** START Provided text **
Sylvan English Language Instruction revenue decreased $4.8 million or
18%, to $22.4 million for the quarter ended June 30, 2000 compared to the same
period in 1999. Wall Street Institute ("WSI") revenue decreased $2.0 million to
$12.1 million in the second quarter of 2000 from $14.1 million in the second
quarter of 1999. The primary reason for the revenue decrease in the second
quarter of 2000 is that sales of territory fees decreased by $3.5 million to
$0.5 million for the three months ended June 30, 2000 from $4.0 million for the
same period of 1999. This decline in territory fees resulted from a change in
the WSI expansion strategy to retaining ownership of franchise territories in
high potential markets. The decrease in territory fees at WSI was partially
offset by $1.5 million in additional revenues resulting from growth in
educational product sales and growth in the operations of existing centers.
Aspect revenues decreased $2.8 million to $10.3 million in the second quarter of
2000 from $13.1 million in the same period in 1999. The disposal by Aspect of a
low margin line of business in 1999 accounted for $1.6 million of the decrease
in the quarter. The remaining decrease reflects lower sales volume for the
Language Schools in the second quarter of 2000 over the same period in 1999.
Operating revenue for Sylvan English Language Instruction segment
19
<PAGE>
represents 24% of total revenues from continuing operations of the Company for
the three month period ended June 30, 2000.
Sylvan International Universities revenues were $13.9 million for the
second quarter of 2000 compared to $14.7 million for the same period in 1999.
These revenues were generated from the UEM. The decrease in revenue is primarily
due to currency exchange differences as revenues in the local currency increased
4% when compared to the same period in 1999. Additionally, revenues for the
period in 1999 included a program that was phased out later in 1999. Local
currency revenue growth, excluding the phased out program, was 13% in 2000.
Operating revenue for the Sylvan International Universities segment represents
15% of total revenues from continuing operations of the Company for the three
month period ended June 30, 2000.
Direct Costs. Total direct costs from continuing operations, excluding Sylvan
Ventures, increased 9% to $81.2 million in 2000 from $74.4 million in 1999.
** END Provided text **
__Task instructions__:
Answer these from the revenue text above, one line each:
(a) By how much did WSI's sales of territory fees decrease for the three months ended June 30, 2000?
(b) How much of Aspect's revenue decrease in the quarter came from its 1999 disposal of a low margin line of business?
(c) What percentage of the Company's total revenues from continuing operations did the Sylvan International Universities segment represent for that three month period?
** START Data provided **
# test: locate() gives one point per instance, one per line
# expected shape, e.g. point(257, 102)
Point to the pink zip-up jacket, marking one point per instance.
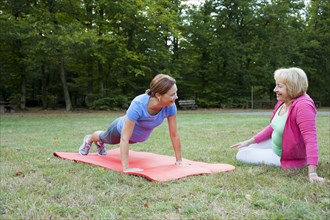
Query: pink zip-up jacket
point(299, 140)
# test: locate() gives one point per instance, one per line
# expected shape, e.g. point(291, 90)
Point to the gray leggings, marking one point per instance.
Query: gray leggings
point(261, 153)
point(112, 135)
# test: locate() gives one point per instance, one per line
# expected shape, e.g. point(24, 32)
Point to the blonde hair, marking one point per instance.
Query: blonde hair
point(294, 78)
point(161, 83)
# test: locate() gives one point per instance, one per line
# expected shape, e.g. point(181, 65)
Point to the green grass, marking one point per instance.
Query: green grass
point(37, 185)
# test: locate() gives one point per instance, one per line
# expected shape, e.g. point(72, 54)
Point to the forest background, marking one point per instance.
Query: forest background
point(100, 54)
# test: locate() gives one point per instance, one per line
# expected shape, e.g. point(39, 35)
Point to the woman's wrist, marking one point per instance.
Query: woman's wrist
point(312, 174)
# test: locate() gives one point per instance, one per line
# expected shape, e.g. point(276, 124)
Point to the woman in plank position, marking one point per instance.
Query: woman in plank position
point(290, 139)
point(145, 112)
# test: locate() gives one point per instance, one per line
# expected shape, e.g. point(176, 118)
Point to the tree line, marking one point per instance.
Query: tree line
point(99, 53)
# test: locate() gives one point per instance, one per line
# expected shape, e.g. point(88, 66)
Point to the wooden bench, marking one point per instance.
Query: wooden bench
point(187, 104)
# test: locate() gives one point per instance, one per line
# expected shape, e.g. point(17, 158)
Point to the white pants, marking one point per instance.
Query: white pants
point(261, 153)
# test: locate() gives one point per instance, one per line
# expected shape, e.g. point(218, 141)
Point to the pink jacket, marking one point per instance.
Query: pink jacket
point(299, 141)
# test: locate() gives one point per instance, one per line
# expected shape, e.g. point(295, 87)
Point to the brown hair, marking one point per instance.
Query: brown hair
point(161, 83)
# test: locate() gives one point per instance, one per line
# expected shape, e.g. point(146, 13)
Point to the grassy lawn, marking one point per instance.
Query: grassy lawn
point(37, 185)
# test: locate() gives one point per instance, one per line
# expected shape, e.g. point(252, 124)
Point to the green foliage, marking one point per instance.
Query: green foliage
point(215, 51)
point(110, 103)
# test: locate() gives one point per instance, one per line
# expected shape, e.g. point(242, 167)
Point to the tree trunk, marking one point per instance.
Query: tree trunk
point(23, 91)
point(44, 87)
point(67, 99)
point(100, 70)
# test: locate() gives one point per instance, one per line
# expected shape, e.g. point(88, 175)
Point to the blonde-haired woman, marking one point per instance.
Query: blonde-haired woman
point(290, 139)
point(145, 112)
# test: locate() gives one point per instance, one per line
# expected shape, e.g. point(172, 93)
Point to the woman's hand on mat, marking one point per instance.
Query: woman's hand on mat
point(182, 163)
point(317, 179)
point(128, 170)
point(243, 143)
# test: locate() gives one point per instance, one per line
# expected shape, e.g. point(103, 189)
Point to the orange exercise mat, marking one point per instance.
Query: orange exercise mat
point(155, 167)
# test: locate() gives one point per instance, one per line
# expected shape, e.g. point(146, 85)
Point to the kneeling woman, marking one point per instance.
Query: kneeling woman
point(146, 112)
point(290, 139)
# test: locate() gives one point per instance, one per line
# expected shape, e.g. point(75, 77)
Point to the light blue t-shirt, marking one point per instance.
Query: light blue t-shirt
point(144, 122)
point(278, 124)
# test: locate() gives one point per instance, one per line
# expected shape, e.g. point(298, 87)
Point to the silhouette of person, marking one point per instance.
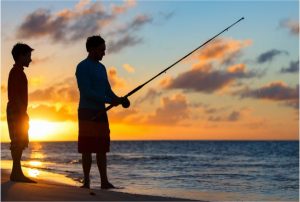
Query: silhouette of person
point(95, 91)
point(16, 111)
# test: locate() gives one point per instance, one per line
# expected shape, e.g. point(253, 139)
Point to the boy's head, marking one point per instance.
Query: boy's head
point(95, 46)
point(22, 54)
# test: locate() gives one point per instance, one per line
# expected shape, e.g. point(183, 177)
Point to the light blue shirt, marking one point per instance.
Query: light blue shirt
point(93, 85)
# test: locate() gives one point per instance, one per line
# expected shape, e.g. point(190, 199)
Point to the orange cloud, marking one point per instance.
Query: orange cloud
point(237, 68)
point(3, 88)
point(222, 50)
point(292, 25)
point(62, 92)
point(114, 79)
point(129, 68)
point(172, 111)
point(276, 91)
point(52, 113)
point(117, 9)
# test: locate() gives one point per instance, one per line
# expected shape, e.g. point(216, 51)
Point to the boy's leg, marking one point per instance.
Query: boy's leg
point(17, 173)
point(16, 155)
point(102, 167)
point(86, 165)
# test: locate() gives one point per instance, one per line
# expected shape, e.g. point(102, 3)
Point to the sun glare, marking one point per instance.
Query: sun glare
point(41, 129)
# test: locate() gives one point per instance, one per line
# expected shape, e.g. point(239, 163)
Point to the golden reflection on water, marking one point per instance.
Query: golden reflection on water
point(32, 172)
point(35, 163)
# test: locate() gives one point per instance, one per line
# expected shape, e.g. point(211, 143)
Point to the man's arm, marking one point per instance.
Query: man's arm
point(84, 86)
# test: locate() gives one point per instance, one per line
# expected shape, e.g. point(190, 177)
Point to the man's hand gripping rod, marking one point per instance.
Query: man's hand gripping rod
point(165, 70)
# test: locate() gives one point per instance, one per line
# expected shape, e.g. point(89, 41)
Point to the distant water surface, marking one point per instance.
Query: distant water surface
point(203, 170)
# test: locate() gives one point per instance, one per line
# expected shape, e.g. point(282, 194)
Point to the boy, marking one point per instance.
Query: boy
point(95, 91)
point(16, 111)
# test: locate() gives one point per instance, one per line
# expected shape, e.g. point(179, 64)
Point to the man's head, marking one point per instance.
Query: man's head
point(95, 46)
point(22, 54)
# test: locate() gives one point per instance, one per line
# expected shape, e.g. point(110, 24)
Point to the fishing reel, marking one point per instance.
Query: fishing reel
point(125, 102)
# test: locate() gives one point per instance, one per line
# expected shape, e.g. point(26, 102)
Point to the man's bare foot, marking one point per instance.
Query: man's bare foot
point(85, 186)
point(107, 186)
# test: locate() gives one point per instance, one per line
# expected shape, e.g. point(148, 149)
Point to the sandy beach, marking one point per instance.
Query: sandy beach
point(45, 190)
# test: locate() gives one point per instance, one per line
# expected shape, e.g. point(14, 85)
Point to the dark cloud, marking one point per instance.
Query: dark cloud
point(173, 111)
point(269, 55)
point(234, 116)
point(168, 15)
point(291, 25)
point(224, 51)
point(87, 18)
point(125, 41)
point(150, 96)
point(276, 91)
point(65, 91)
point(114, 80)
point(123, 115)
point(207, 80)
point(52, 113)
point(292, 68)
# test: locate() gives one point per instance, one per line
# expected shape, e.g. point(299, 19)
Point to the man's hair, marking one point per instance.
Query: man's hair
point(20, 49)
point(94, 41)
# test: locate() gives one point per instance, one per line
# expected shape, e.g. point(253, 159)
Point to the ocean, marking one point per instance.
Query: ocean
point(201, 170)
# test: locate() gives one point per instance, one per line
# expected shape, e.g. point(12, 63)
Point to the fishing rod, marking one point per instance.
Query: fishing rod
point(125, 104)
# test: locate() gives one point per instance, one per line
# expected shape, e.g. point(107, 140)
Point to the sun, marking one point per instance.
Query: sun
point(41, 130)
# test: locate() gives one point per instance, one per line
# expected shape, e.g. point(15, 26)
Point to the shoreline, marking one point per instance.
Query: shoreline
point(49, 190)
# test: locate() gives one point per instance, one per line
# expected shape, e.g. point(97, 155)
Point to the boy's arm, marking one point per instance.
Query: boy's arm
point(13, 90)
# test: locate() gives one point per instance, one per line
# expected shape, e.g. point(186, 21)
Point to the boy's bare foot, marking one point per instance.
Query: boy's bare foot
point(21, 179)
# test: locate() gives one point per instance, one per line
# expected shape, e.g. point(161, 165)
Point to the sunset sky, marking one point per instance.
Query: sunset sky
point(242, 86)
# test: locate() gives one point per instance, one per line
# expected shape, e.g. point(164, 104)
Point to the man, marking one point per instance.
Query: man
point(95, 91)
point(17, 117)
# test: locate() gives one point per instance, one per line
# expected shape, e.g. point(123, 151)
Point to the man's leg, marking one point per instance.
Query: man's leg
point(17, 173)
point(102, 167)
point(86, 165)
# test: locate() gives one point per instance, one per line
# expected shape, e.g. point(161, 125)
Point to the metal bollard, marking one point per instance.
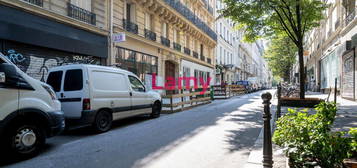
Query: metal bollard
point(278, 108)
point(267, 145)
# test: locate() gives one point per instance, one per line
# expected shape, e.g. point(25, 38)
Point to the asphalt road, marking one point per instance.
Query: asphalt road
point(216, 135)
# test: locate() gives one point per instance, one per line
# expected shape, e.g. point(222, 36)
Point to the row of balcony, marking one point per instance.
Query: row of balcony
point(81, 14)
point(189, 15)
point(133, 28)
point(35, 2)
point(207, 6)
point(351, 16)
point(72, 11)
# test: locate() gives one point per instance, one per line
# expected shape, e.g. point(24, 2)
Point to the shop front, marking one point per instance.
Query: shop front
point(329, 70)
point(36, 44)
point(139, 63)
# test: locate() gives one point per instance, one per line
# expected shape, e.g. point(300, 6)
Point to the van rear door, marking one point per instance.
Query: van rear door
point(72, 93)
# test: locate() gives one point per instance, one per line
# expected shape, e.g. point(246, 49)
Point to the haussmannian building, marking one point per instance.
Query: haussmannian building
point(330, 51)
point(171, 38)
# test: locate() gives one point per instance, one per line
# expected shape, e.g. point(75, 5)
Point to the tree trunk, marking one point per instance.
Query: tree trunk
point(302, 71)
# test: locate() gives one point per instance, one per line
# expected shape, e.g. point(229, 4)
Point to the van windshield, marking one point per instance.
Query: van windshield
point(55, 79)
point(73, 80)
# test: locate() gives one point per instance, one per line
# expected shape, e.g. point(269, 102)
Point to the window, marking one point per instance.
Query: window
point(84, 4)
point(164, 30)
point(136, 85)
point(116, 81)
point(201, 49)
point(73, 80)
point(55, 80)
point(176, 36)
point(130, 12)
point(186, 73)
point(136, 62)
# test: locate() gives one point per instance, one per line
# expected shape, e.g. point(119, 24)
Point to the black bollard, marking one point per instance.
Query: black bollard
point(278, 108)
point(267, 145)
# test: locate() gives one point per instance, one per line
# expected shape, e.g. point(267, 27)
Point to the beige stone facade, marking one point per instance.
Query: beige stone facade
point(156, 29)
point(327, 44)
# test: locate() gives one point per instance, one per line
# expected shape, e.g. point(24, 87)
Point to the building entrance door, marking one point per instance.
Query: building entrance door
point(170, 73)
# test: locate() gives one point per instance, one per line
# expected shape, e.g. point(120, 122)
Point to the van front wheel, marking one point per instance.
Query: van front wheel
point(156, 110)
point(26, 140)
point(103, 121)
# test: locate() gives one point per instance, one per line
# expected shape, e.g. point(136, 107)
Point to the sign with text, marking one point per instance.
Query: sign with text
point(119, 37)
** END Data provided **
__Result__:
(a) $3.5 million, from $4.0 million to $0.5 million.
(b) $1.6 million.
(c) 15%.